» Things to do
**a)** Reproduce, word for word, the part of the blog post that opens with the words containing "My family and" and closes with "develop new ones.".
**b)** In the blog post, who is the family's normal sitter?
**c)** Write the next part of the blog post, picking up right after its final sentence.

» Document segment
#####

Friday, April 20, 2007

Jack-O

My family and I relocated to NC when I was about 20 years old. I was born and raised in Miami, FL . You can say that I left Miami when I was in my "prime" so to speak. I had all my neighborhood friends, all of my high school friends, and friends that I went to school with since kindergarten that I literally grew up with. I hated leaving all of them. That was the hardest part of leaving my home town. My now husband came to NC as well though, and that made it all worthwhile. Still, leaving all of our roots behind proved difficult to develop new ones.


We have found many acquaintances here through out the years, but not many true friends, that took more time. Those friends that were true friends through all those years in FL are hard to replace. Now that we have been here about 9 years, things are better and we have met some really great people. Some true friends.

I met my great friend Emily through work. She was the type of person that after knowing her only a couple of weeks you felt like you knew her forever. Emily is a great person and a great friend to me, and I am grateful to have met her. I love her and her family. They are all great, and I feel like I brought her from Miami with me!

Her husband Jack is the same type of easy going person. This couple will do anything for anyone. They are kind at heart. They welcome you in your home and talk to you and the genuinely care about you and your life. It is a great friendship because John really loves Emmy and Jack too, so it's a win-win deal.

John and I really don't do much on weekends sometimes because it is our time with the kids since we work all week, and it is even hard to find a sitter some times. Of course though as fate would have it, the weekend John and I do have something to do, is the weekend Em is having a surprise birthday party for Jack. We hate that we are missing it and even tried to move our trip to the beach to another weekend but it is work related for John and we weren't successful in shuffling things around.

So this post is for Jack. Jack-O I am so sorry we will be missing your big 3-0 bash, but we will have to make up for it some other time! We will be thinking of you guys! Hope you aren't taking this big birthday too hard, definitely better you than me........"Rock-Out" this weekend.

Wednesday, April 18, 2007

A Long Weekend and More

This past weekend I enjoyed three days with my babies at home! Our normal sitter, a great one at that, is Mimi, my grandmother, she went on a trip to Fl and so John and I had to watch the kids on Monday and Tuesday. I stayed home Monday and got myself a 3 day weekend! John stayed home most of the day Tuesday and I came home a little early to be with them.

#####

» Dataset extract

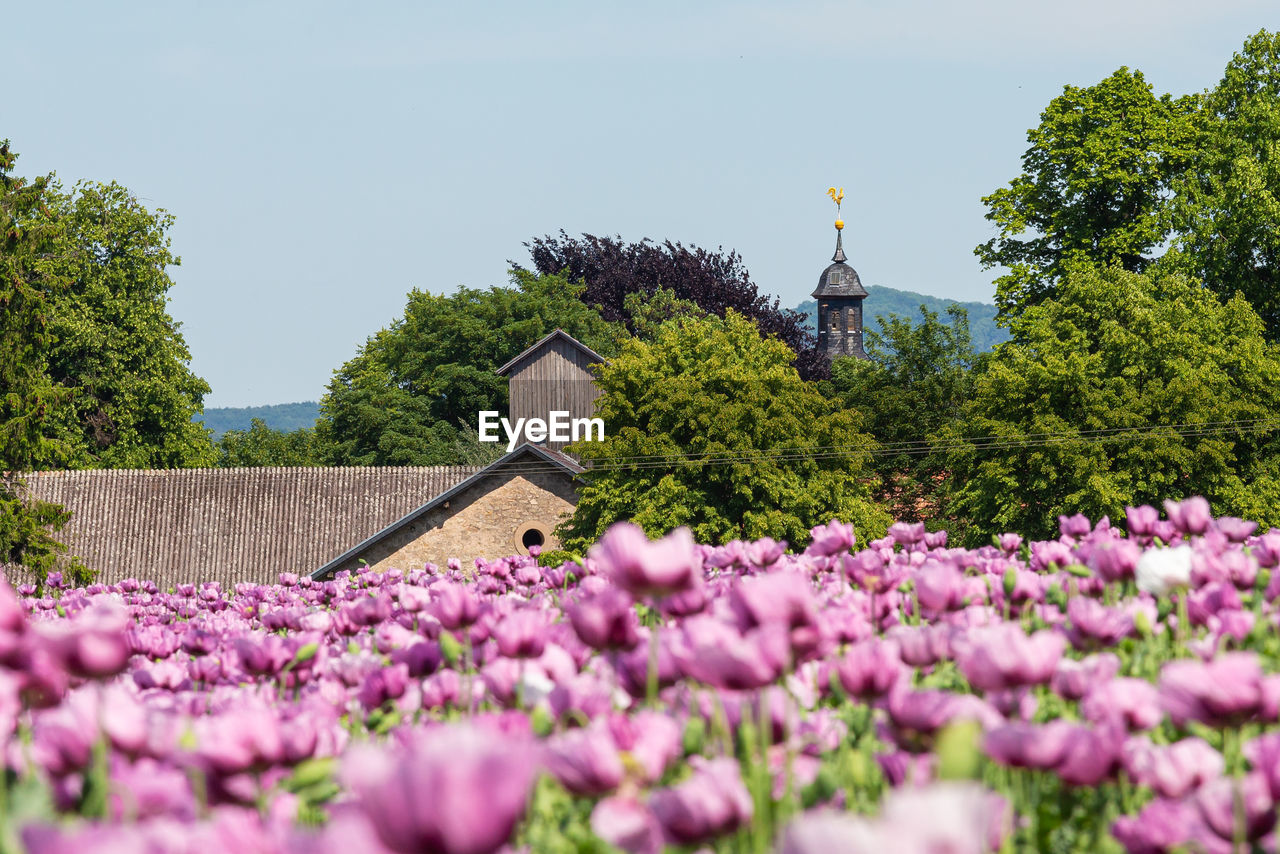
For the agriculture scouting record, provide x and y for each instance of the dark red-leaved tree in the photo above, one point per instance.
(716, 281)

#####

» Task-by-task results
**a)**
My family and I relocated to NC when I was about 20 years old. I was born and raised in Miami, FL . You can say that I left Miami when I was in my "prime" so to speak. I had all my neighborhood friends, all of my high school friends, and friends that I went to school with since kindergarten that I literally grew up with. I hated leaving all of them. That was the hardest part of leaving my home town. My now husband came to NC as well though, and that made it all worthwhile. Still, leaving all of our roots behind proved difficult to develop new ones.

**b)** Mimi, the writer's grandmother.

**c)**
Man I love being home with my babies. Tuesday as I was pulling out of our drive way on the way to work, tears were pouring down my face at having to leave them. The 3 days with them makes it so hard to go back to work. I miss them tons and wish I can just stay home with them 24-7. For now I will hang in there a little longer and I will eventually be working part time. I CANNOT wait! Being with them is like being in another world and I just want to share in it more than anything.

Another world--If you are asking your self what world that is then you must not have children or spend a lot of time with any kids that are close to you. The rest of you know exactly what I mean. They are truly little beings trying to find their way and in the mean time are completely wrapped up in a world of their own. Sometimes, if you are lucky they let you enter that world with them. It is those moments I live for.

When your 3 year old son, who has a fascination with animals so grand that it is hard to explain, asks you to pretend he is a dog (or maybe a horse or elephant depending on his mood) for the day you have received his invitation to enter his world. He breathes it and takes it in, he is a doggie. He has no hands for the time being so you feed him and hold his cup for him and you use phrases like "good boy". His "dog" name is Fish, weird I know, but I have learned not to call him Tyler in those spells because then the realm we have entered, well, collapses. I like his imagination and his world and am honored to be allowed in it. The best part is when the doggie wants to be held and be loved on. Hey, it is hard to get him to let me do this much any more, so if I have to pretend he is a "spotted dog" as he says, then so be it. I love this world, I take it in, get lost in it, and I suddenly become the best pet owner anyone has ever dreamed of. Plus we both know that doggies don't talk right, that in itself on some days is an added bonus!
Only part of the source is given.